- [Directions]: Copy each of the items below word for word, leaving nothing out.

----

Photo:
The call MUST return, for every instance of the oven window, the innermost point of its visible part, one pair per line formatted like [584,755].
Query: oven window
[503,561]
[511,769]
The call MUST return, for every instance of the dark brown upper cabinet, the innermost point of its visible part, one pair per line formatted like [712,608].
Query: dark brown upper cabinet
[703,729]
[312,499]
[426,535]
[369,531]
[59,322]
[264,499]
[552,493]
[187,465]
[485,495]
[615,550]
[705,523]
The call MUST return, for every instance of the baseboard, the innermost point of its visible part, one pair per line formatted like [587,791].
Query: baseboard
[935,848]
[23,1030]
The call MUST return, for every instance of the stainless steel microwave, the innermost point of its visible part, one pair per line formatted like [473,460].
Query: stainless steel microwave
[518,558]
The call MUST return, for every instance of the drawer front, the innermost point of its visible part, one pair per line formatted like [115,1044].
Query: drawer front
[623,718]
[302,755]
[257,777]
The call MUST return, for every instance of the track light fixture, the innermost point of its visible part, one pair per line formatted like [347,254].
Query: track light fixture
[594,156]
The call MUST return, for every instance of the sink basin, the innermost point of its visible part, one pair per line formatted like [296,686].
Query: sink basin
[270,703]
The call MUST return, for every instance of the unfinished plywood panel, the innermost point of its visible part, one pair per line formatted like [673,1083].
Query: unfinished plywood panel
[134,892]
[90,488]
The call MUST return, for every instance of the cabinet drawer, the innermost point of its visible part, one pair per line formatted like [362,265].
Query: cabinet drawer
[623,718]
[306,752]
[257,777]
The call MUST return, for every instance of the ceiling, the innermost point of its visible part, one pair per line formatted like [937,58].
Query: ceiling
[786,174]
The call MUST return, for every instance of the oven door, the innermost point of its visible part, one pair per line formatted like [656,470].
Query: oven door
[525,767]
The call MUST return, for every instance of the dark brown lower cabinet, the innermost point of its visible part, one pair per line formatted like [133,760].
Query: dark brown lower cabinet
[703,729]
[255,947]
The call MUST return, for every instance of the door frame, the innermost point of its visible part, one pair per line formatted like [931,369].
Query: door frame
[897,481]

----

- [Problem solution]:
Photo:
The call MUST return, for every instance of the oven window, the innermost point of its visible part, one pair per line formatted like [584,755].
Query: oven window
[503,561]
[511,769]
The call MUST return, for every instance of the dark brown upper cabinet, the innermost point of its visible part, one pair per line formatted like [712,608].
Query: dark brown upper cabinet
[703,729]
[312,499]
[426,535]
[369,531]
[59,322]
[264,499]
[552,493]
[187,465]
[485,495]
[615,550]
[705,523]
The call MUST return, for every instance of the baseboard, the innermost point of its visible part, one pair per line formatted like [587,791].
Query: baseboard
[935,848]
[23,1030]
The call MUST return, for every instance of the stainless steel microwave, the innermost point of its visible part, one pair per line formatted like [473,460].
Query: stainless steel microwave
[518,558]
The call MUST return, for every instance of the drawer front, the innermost point of its visible part, one pair per line formatted like [115,1044].
Query: drawer front
[623,718]
[302,755]
[257,777]
The call MUST return, for every instance of the track light fixture, the innermost point of its visible part, one pair per line formatted like [347,254].
Query: track light fixture
[594,156]
The call MUST return, for every instance of the sink basin, the innermost point of its visible part, one pair per line formatted like [296,686].
Query: sink basin
[270,703]
The call MUST return, for every instance of the unfinished plywood panel, the innermost point of its visible part, one pair per line formatted like [673,1083].
Query: unfinished plywood panel
[134,892]
[90,488]
The call MUST return, for every instance of the cabinet drawer, the innermost point of its visible part, one pair per line formatted like [362,265].
Query: cabinet drawer
[623,718]
[306,752]
[257,777]
The call MUST return, for every instance of the ceiling, the innermost point of its visible part, one pair per line formatted like [937,58].
Query: ceiling
[786,174]
The call MUST return, for every instance of the oven door, the innermost point of its visible part, one pair per line formatted like [656,470].
Query: oven door
[525,767]
The call MUST return, for every instance of the dark brown lower cabinet, the innermost point of its visible part, one pair per line formatted like [133,760].
Query: dark brown lower cabinet
[703,729]
[255,947]
The call MUST return, for every instance of the door frame, the innermost point of its visible part, one pair per line formatted like [931,369].
Query: door frame
[897,481]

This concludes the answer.